> _WHAT IS ASKED_:
Reproduce every line of the listing below, unchanged and in the same order.

*-*-*

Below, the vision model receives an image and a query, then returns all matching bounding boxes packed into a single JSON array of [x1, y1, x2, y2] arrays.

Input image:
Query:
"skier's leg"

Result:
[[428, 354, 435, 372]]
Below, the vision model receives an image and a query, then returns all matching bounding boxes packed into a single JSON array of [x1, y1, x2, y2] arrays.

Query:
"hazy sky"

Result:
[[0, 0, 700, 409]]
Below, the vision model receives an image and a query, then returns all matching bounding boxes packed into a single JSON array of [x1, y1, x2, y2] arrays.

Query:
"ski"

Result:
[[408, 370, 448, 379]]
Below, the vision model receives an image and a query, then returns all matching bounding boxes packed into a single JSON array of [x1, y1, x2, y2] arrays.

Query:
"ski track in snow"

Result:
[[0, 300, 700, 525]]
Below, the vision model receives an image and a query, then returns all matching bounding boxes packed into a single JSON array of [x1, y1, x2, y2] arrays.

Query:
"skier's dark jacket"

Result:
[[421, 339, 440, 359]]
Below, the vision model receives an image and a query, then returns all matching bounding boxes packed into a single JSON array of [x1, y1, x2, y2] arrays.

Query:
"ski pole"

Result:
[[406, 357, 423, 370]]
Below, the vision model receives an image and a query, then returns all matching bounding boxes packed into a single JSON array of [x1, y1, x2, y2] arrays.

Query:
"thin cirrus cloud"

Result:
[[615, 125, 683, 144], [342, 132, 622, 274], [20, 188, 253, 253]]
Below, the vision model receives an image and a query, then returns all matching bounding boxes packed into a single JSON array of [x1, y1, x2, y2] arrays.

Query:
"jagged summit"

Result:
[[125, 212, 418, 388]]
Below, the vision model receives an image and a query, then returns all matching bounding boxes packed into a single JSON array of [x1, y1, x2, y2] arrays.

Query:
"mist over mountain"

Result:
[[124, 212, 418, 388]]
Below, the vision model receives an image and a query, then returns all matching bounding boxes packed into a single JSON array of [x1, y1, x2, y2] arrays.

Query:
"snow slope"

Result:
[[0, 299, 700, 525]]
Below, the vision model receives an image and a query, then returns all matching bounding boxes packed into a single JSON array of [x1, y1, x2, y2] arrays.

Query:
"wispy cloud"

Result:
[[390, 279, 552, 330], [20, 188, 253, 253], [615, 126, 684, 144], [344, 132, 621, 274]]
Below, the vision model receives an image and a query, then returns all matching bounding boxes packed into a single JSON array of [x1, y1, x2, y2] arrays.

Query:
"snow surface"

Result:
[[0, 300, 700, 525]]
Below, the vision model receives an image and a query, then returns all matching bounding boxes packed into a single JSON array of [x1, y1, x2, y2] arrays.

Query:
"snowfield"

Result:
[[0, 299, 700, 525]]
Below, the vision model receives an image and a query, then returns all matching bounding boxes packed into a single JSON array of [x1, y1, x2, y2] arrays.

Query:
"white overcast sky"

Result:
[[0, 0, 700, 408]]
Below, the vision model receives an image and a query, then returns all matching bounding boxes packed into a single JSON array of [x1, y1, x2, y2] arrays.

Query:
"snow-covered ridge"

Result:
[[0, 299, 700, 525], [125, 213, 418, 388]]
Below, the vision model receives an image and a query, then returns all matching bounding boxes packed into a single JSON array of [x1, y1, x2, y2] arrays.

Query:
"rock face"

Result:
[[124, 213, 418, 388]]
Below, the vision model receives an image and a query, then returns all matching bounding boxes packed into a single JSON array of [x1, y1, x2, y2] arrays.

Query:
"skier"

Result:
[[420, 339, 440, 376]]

*-*-*

> _REPLY TO THE TASK_:
Below, the vision model receives an image and a query, then returns all matching bounding boxes packed into a single JSON array of [x1, y1, x2, y2] arrays.

Input image:
Query:
"skier's leg"

Result:
[[428, 354, 435, 372]]
Below, the vision model receives an image and a query, then returns all matching bounding boxes packed into a single JSON array of [x1, y1, x2, y2] arrays.

Query:
"hazy sky"

Result:
[[0, 0, 700, 409]]
Below, the vision model receives an image and a query, then returns all matching bounding boxes packed into a single JSON array of [x1, y1, x2, y2] arrays.

Query:
"ski"

Result:
[[408, 370, 448, 379]]
Below, the vision model receives an image and a query, then returns all matching bounding boxes packed into a single JSON array of [x1, y1, x2, y2] arrays.

Query:
"ski track in snow"

Result:
[[0, 300, 700, 525]]
Below, the vision model receives an image and a query, then returns all matching bounding boxes packed into a single JSON array of [x1, y1, x2, y2] arrays.

Query:
"skier's dark jacket"

Result:
[[421, 339, 440, 359]]
Below, the vision model receives an image and a query, then returns all matching bounding boxes packed into a single JSON array of [x1, y1, x2, y2] arrays.

Query:
"ski pole"

Result:
[[406, 357, 423, 370]]
Below, the vision model receives an image and a query, then returns all matching bounding boxes packed into a single JSON array of [x1, y1, x2, y2] arrays.

Query:
"thin cirrus cloud"

Result:
[[615, 125, 683, 144], [342, 132, 622, 274], [20, 188, 253, 253]]
Below, the vision model receives an image and a query, then returns all matching bounding boxes packed into a single JSON array of [x1, y1, x2, y2] arrays.

Query:
"jagged summit"

Result:
[[125, 212, 418, 388]]
Below, the vision model receives an image and a query, then returns all matching bounding boxes packed into a single JSON array of [x1, y1, x2, y2] arrays.

Query:
"mist over mountain"

Result:
[[124, 212, 418, 388]]
Below, the vision model receives an image and a query, then returns all matching bounding boxes packed into a single JSON array of [x1, y1, x2, y2] arrays.

Query:
"snow slope"

Result:
[[0, 299, 700, 525]]
Below, the vision model receives an image and a query, then returns all matching bounding boxes packed into a single JSON array of [x1, y1, x2, y2] arrays.

Query:
"wispy cloud"

Result:
[[390, 279, 552, 330], [20, 188, 253, 253], [615, 126, 684, 144], [344, 132, 621, 274]]
Below, the vision model receives an image and a query, then returns all matching bounding boxes packed into a single JSON array of [x1, y1, x2, y2] arrays.

Query:
"snow surface"

Result:
[[0, 300, 700, 525]]
Below, the vision model receives an image and a query, then returns all matching bounding boxes packed into a single JSON array of [x1, y1, x2, y2] arrays.

Query:
"snowfield"

Result:
[[0, 299, 700, 525]]
Below, the vision model receives an image and a query, then returns all matching bounding boxes packed into a single JSON array of [x1, y1, x2, y2] arrays.

Query:
"white overcast sky"

Result:
[[0, 0, 700, 408]]
Below, the vision model receives an image and a query, then returns all matching bounding boxes packed into a single JSON array of [x1, y1, x2, y2] arrays.

Query:
"snow-covered ridge"

Result:
[[0, 299, 700, 525], [125, 213, 418, 388]]
Below, the vision model receives an image and a query, then returns all matching bounding boxes packed into a single JSON array of [x1, y1, x2, y2] arrays.

Query:
"rock face"

Result:
[[124, 213, 418, 388]]
Below, the vision model receives an image and a query, then returns all matching bounding boxes packed into a single JSON array of [x1, y1, x2, y2] arrays.

Query:
"skier"

Result:
[[420, 339, 440, 376]]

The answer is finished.